▶ [Material for the task]:
►

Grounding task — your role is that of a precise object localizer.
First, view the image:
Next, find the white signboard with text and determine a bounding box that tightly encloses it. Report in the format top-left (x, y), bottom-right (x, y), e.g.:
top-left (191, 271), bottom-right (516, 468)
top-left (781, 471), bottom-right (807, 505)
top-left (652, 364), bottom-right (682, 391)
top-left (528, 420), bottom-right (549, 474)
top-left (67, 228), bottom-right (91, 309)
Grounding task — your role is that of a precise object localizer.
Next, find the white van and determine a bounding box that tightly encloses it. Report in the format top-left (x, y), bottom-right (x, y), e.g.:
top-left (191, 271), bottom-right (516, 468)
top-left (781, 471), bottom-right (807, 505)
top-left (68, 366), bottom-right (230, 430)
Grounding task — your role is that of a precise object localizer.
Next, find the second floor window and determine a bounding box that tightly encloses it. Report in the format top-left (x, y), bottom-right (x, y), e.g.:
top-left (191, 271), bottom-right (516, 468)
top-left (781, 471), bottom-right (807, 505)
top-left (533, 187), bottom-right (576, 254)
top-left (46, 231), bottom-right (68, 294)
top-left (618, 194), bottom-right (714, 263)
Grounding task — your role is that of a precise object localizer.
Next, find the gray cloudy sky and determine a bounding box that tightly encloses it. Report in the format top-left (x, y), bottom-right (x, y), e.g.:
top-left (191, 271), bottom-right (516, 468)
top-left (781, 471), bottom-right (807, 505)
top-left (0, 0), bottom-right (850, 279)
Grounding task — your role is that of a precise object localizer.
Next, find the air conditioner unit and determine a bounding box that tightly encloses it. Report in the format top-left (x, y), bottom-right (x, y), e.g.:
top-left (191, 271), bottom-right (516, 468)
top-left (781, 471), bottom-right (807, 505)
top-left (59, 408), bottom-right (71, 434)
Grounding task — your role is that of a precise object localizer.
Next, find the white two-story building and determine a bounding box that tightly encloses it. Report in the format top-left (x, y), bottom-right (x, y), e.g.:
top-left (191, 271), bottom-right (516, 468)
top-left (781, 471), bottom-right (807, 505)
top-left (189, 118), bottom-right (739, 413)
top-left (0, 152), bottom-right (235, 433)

◄

▶ [Exercise goal]:
How many lines in the records above contain the word "Report"? Reply with the number alone.

▶ [Solved problem]:
6